• Given exercise
Locate every line in the rows below that contains the string "painted" and copy each such line.

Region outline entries
• • • • •

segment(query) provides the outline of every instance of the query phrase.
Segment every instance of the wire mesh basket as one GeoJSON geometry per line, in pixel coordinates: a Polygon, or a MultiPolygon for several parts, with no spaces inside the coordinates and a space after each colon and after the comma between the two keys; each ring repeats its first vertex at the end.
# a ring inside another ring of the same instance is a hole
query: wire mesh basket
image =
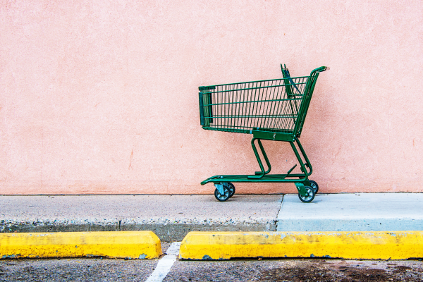
{"type": "Polygon", "coordinates": [[[219,201],[226,201],[235,193],[235,186],[231,182],[294,183],[300,199],[305,202],[312,201],[317,192],[317,183],[308,179],[312,168],[298,138],[319,73],[329,68],[322,66],[313,70],[309,76],[295,78],[290,77],[286,67],[281,65],[281,68],[283,78],[280,79],[199,87],[202,128],[209,130],[252,134],[251,144],[261,169],[255,175],[215,176],[202,182],[202,185],[214,183],[215,197],[219,201]],[[264,169],[255,147],[256,140],[267,170],[264,169]],[[269,174],[271,167],[262,140],[289,142],[302,173],[290,174],[295,165],[286,174],[269,174]],[[300,148],[305,161],[295,143],[300,148]]]}

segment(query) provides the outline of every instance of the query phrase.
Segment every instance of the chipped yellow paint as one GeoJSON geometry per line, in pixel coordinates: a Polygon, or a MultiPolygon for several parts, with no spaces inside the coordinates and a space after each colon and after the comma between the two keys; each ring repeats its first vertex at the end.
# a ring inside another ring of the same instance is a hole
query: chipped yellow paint
{"type": "Polygon", "coordinates": [[[160,239],[152,231],[0,233],[0,258],[101,256],[155,259],[160,239]]]}
{"type": "Polygon", "coordinates": [[[406,259],[423,257],[423,231],[190,232],[184,259],[233,257],[333,257],[406,259]]]}

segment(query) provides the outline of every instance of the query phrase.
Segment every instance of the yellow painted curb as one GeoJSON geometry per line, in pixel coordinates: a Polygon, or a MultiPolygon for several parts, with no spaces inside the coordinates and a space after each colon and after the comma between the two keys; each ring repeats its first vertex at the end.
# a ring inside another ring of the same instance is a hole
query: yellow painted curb
{"type": "Polygon", "coordinates": [[[406,259],[423,257],[423,231],[190,232],[183,259],[233,257],[332,257],[406,259]]]}
{"type": "Polygon", "coordinates": [[[107,257],[154,259],[161,255],[152,231],[0,233],[0,258],[107,257]]]}

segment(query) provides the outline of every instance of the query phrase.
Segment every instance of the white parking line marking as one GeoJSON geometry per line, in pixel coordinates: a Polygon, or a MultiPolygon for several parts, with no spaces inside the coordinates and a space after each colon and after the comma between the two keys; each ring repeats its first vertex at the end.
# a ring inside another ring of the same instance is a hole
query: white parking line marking
{"type": "Polygon", "coordinates": [[[154,271],[145,282],[161,282],[164,279],[179,255],[180,247],[180,242],[174,242],[171,245],[166,251],[166,255],[159,260],[154,271]]]}

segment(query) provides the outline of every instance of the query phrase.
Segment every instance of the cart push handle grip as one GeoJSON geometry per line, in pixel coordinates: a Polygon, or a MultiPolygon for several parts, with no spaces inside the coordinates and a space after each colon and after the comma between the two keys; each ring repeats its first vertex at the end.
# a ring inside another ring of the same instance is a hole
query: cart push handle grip
{"type": "Polygon", "coordinates": [[[330,70],[329,66],[321,66],[320,68],[314,68],[310,73],[310,76],[312,76],[315,73],[321,73],[322,71],[330,70]]]}

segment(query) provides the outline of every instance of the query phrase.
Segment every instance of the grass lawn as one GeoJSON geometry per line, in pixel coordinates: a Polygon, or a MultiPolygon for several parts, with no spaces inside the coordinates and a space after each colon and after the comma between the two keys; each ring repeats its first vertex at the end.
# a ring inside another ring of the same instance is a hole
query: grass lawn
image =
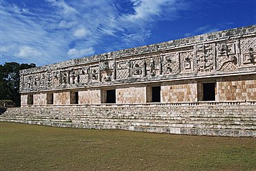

• • • • •

• Completed exercise
Segment every instance of the yellow painted curb as one GeoJSON geometry per line, in pixel coordinates: a Polygon, or a MultiPolygon for several parts, with no spaces inside the coordinates and a space after each colon and after the comma between the two keys; each ring repeats its first vertex at the end.
query: yellow painted curb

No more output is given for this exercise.